Once you find the line that contains "of the navy" in the entries below, give it again along with every following line, unchanged, through the final one.

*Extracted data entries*
________________

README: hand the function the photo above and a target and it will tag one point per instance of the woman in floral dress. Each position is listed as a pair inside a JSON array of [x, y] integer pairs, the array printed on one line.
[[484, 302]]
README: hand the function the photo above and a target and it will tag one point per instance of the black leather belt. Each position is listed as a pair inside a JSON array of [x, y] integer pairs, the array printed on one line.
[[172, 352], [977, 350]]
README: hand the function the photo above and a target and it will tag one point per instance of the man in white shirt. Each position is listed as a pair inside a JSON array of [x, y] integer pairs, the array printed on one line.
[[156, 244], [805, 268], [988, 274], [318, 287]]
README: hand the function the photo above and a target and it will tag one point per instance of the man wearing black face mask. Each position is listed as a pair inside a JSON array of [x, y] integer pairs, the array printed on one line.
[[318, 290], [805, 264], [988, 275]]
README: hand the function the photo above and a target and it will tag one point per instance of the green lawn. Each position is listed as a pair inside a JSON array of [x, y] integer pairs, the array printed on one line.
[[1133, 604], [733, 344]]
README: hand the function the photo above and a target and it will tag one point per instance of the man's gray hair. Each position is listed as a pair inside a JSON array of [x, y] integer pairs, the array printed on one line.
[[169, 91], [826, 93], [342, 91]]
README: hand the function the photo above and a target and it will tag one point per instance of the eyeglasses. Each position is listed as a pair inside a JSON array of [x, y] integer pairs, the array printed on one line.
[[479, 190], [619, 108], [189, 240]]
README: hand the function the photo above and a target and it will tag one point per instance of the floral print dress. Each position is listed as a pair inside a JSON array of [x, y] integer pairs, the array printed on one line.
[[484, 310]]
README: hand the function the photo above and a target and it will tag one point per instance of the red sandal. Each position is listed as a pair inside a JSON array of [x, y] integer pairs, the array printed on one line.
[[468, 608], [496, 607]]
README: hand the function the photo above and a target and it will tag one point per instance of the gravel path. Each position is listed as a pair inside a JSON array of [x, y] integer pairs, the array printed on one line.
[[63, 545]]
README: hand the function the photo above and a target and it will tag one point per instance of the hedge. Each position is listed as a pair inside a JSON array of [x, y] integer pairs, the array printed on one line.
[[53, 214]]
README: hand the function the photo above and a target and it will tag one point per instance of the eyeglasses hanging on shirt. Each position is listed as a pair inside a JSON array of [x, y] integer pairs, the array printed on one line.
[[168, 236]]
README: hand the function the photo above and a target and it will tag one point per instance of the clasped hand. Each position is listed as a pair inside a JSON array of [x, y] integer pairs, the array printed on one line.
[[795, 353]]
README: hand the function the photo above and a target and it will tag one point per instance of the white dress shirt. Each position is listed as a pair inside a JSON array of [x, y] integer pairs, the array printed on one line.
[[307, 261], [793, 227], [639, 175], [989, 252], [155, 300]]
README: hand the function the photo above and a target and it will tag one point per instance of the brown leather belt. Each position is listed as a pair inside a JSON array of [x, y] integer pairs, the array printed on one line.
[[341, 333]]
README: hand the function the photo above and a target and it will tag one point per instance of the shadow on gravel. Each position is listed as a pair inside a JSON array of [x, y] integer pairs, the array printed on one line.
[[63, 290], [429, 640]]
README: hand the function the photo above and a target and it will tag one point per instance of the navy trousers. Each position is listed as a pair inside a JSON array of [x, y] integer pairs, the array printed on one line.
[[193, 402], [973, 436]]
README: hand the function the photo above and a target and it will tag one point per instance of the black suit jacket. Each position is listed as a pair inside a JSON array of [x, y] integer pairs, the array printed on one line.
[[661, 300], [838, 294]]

________________

*Exercise solution*
README: hand the function the photo above and a target and it will tag one point per instance of the navy trousers. Each position is listed as a pair inside a JSON array of [x, y] integer pairs, the array printed on one line.
[[193, 402], [973, 436]]
README: hand the function the photo above and a target and it will tag one point per instance of the black suit jacket. Each position is listed as a pair inside a JSON array of [x, y] integer pairs, the array printed on one line.
[[661, 300], [838, 294]]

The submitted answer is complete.